◆ **The request**:
Return each line of the material below that contains the string "instance", keeping the lines in order.

(Stored dataset items)
◇ ◇ ◇ ◇

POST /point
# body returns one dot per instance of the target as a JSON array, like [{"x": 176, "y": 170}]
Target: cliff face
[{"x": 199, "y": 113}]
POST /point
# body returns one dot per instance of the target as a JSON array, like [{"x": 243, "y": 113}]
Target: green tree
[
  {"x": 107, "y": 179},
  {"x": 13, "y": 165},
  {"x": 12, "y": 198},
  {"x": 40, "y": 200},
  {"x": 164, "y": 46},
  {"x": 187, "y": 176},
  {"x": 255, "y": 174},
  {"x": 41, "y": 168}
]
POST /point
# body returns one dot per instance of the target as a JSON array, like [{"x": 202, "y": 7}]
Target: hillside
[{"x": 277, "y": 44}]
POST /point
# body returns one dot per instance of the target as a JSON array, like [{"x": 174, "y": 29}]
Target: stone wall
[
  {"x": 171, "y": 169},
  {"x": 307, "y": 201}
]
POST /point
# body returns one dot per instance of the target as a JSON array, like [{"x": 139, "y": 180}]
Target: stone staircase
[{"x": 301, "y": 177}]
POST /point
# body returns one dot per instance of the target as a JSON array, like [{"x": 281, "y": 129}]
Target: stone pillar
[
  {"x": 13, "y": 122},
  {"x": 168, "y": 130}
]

◇ ◇ ◇ ◇

◆ **Written answer**:
# body returns one dot per instance of the target as a JSON array, like [{"x": 176, "y": 170}]
# body returns one dot per instance of the target as a JSON array, like [{"x": 243, "y": 113}]
# body returns one dot per instance of the target as a JSON array, like [{"x": 202, "y": 7}]
# body returns one dot per instance of the target as a JSON array, like [{"x": 174, "y": 29}]
# body returns one dot per instance of the target as a JSON array, like [{"x": 139, "y": 180}]
# body returns one dot per instance of the target as a JSON array, like [{"x": 281, "y": 129}]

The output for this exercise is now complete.